▶ _EXERCISE TASKS_
1. How would you put this sentence from the comment thread on intelligence and schooling into Spanish: "As with any study, the conclusions were not written in stone."?
2. Can you continue the comment thread on intelligence and schooling, starting right after its final sentence?

▶ _PASSAGE TO READ_
A person who needs to remain anonymous, who is among the nation's most respected education leaders said, confidentially, "A model program is one you haven't visited."

Here's an article on the overoptimism re some of the schools you tout:

If you are who I think you are, you live not far from the American Indian Charter School. I invite you to pay a visit. Perhaps you'll be impressed. If so, do post a comment. But you may find things a bit different than you might expect---if they let you see what's really going on in the classrooms rather than get a salespitch from an administrator.

Marlo said...

Marty, why beat around the bush with words like "low achievers" and "poor people"? Surely you think that the study has implications for matters of race/ethnicity.

I haven't read the whole study, but the abstract discusses individual differences in intelligence. I'm not sure where it says--covertly or otherwise-- that the distribution of genetic markers for intelligence differs substantially between whites and blacks. That some folks interpret the results as such is indicative of little more than wishful thinking on their part.

If standardized tests are in fact the best measure of innate intelligence, then there's no evidence that blacks are less intelligent than whites. For example, one study from Israel documents the IQ gains of a group of Ethiopian immigrants. After being taught cognitive strategies that are valuable in the western world, they scored as well as their white counterparts on multiple ravens progressive matrices exams.

As with any study, the conclusions were not written in stone. But there's no reason to believe that that they were driven by political correctness. Nor do homeschooled black children in the U.S. perform poorly on IQ tests.

Maria Lopez said...

If your parents were low achievers and you were a low achiever, you would be suspicious that any such program was fraud designed to produces children who were agreeable and obedient to corporate and government dictat.

Maria Lopez said...

I also think that if the mechanism through which some genes produce higher IQs were known it might be possible to provide a drug or supplement to pregnant women which would act similarly to the product of these genes. This would be better in a couple ways as it would be less paranoia inducing than a more elaborate procedure and less likely to require IVF, something that is expensive and inconvient for mothers.

▶ _AVAILABLE DATA_
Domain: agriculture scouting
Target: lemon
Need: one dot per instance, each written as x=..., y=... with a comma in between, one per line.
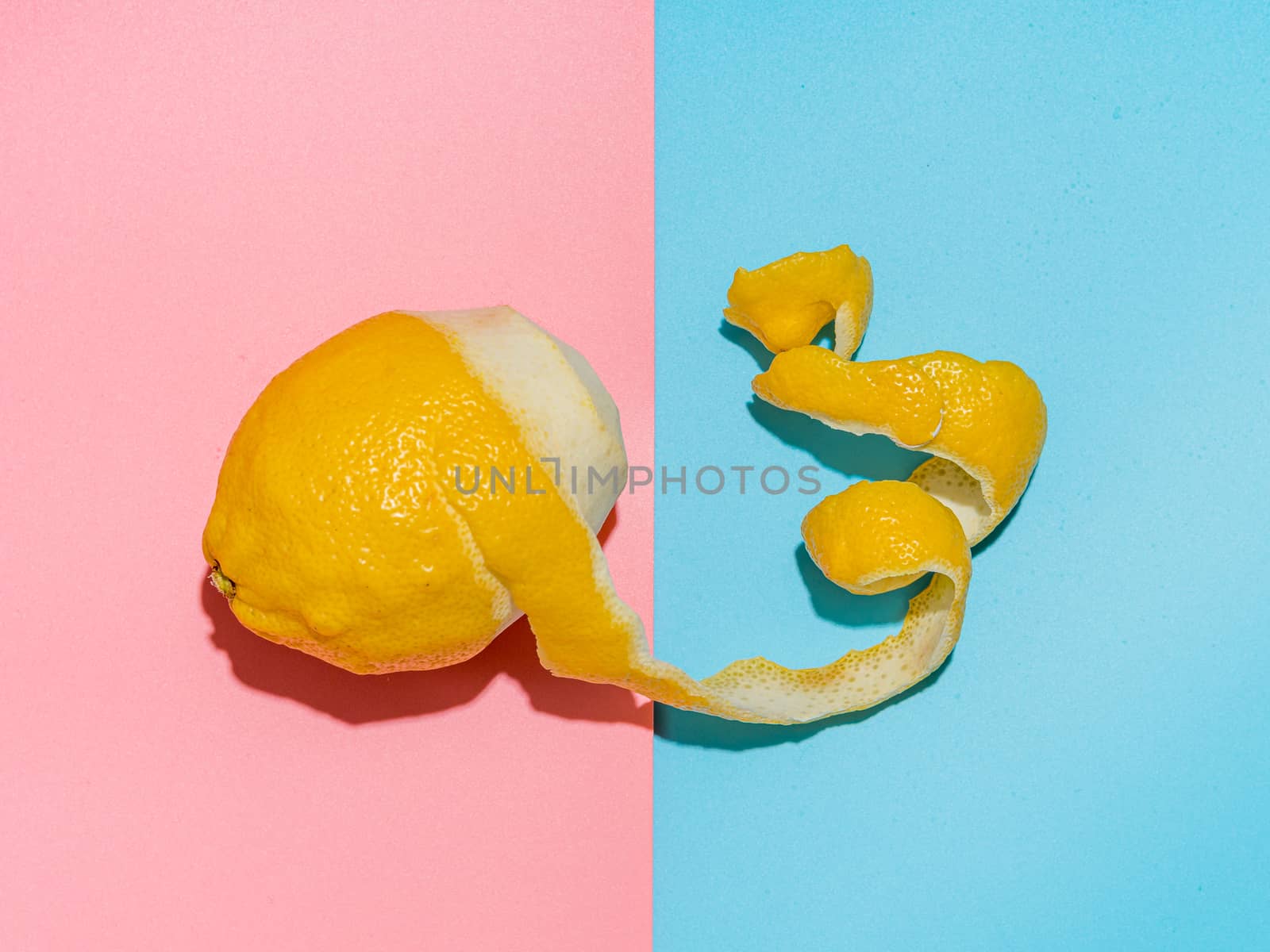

▶ _ANSWERS TO EACH TASK_
1. Como en cualquier estudio, las conclusiones no eran inamovibles.

2.
ST said...

There's a bunch of stuff resulting from Google searches if you type "highest IQ". Supposedly, Marylin Vos Savant had a (mental status ratio IQ used for children) IQ of 228, but an adult (using standard deviations) IQ of 180. Chris Langan is listed as 195, but Kim Ung-yong has one listed as 210. You see Einstein listed as all of 135, 160, & 180. (?)

You can read about many of these very smart people had difficulties or were bored with school. Probably both because the subject matter was easier for them, or they didn't like the confinement of being in "the system" in which the schools and educational systems operates.

Now, let's say that someday, we do have the ability to apply intelligence gene therapy and much like how dogs were bred over many generations (compared to the much slower process of evolution) humans become within current IQ ranges of say 140-160 being the 95th percentile (versus the current 70-130), then there will still be a "bell curve". I could also imagine purposely proventing gene therapy to a "class" of individuals to create a brute work force, a group of people who didn't have high aspirations and would be willing to work for the "elite".

Marty Nemko said...


Yes, there would still be a bell curve, but a world of far more intelligent people would, net, make for a better world. Of course, some people use intelligence for nefarious purposes, but most do not.

And yes, as with all powerful interventions (from heart drugs to dynamite, we must be very careful in its use and regulation. But that's not an argument for banning such interventions.